Records from a point labeling set:
----

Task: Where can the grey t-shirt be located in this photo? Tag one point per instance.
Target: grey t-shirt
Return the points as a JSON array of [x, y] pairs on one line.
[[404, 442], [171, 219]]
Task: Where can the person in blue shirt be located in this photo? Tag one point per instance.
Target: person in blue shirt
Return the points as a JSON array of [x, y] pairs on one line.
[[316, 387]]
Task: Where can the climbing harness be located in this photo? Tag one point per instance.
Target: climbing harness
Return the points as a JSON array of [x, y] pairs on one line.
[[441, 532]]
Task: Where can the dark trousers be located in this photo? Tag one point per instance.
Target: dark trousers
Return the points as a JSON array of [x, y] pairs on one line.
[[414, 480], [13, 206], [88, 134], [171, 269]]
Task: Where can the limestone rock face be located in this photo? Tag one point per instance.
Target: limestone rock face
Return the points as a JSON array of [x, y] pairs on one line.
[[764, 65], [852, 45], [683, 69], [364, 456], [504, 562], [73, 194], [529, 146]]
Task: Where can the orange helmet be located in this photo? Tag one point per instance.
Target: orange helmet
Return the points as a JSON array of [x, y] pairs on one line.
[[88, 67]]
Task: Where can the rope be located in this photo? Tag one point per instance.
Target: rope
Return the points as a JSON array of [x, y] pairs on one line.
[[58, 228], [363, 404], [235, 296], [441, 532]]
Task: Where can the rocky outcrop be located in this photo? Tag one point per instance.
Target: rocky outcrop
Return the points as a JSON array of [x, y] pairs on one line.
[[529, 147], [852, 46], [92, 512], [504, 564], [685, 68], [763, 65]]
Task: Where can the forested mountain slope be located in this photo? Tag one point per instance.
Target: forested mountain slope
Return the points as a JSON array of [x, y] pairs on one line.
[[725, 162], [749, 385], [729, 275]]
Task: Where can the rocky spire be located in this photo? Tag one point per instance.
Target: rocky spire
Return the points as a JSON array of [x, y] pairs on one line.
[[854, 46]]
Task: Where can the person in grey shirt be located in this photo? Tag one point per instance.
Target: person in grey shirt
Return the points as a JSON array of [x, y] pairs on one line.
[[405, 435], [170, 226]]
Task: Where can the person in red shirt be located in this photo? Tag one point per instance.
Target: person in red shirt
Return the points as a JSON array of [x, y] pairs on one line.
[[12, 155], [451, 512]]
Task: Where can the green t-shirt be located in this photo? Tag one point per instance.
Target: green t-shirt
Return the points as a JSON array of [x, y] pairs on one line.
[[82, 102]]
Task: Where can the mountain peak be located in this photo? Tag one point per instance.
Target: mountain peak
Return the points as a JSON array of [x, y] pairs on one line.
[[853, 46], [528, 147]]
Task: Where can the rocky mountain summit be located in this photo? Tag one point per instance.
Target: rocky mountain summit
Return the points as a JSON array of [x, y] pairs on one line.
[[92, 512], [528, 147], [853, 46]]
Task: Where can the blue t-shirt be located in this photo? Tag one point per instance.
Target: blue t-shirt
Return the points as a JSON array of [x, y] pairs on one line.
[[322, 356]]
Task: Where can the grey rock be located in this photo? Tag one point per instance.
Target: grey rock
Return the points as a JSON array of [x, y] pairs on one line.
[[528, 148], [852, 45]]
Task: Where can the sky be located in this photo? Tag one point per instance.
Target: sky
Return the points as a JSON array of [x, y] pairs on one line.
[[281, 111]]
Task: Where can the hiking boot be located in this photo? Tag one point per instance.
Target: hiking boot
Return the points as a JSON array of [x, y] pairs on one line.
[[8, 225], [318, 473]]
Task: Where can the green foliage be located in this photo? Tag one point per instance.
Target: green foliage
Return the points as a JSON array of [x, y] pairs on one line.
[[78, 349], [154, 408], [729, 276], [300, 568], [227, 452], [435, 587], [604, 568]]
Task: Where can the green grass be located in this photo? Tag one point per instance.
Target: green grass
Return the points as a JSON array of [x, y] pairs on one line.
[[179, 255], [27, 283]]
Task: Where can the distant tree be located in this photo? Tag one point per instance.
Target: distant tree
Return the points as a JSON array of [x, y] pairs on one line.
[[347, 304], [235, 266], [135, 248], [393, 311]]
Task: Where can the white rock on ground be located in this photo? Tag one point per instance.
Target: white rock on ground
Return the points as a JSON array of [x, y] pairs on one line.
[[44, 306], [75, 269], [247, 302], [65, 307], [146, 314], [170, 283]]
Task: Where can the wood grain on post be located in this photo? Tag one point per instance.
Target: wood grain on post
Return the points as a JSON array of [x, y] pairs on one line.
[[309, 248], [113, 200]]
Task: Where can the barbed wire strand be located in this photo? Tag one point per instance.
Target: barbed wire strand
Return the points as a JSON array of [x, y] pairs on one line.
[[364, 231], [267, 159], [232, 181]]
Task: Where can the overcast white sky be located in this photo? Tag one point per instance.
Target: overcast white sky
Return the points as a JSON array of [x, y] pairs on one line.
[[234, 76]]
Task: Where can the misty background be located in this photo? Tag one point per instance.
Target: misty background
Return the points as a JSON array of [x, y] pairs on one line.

----

Short problem »
Only the lines from the one containing "Task: Where can the hiking" through the end of the material should be reproduced, exactly, with both ends included.

Written solution »
Task: Where can the hiking boot be located in this photo? Tag one point per instance.
Target: hiking boot
Return the points as a JSON array of [x, y] pairs on one line.
[[8, 225], [318, 473]]
Task: Where can the green foliage be located in this photo? Tag one point per instance.
Target: green foliage
Return the points as a JSON array of [x, y] pairs on one line.
[[78, 349], [154, 408], [729, 276], [300, 568], [227, 452], [435, 587], [604, 568]]
Task: Where can the green grass be located in this photo? Tag one point per instance.
Target: green grass
Return the points as a JSON array of [x, y] pairs on one line.
[[179, 255], [27, 283]]
Task: Where can the distant tree be located in this photo? Tag one point per instance.
Target: distant tree
Return the points as a JSON array of [x, y] pairs on one line.
[[347, 304], [235, 266], [135, 248], [393, 311]]
Task: Where can the white rock on ground be located in this photo? Tag one point per instance.
Target: white rock on ground
Return the points as a JSON array of [x, y] pairs on one line.
[[44, 306], [75, 269], [247, 302], [65, 307], [146, 314], [170, 283]]
Task: Where can the wood grain on post be located in this photo? Tag one point per instance.
Target: wood grain on post
Return the points as a JSON array of [x, y] pairs on one line.
[[309, 248], [113, 200]]
Task: Where can the barbed wire strand be located in this photo? Tag one point per instance.
Target: barbed wire strand
Return the points as a JSON array of [x, y] pairs on one line.
[[364, 231], [267, 159], [232, 181]]
Task: Where can the overcast white sky be located in this photo? Tag one point per instance.
Target: overcast white sky
Return the points as a JSON array of [x, y] pairs on one line.
[[234, 76]]
Task: Where can the misty background be located in this photo? Tag one point per instance.
Target: misty background
Return the points as a JSON array of [x, y] pairs on one line.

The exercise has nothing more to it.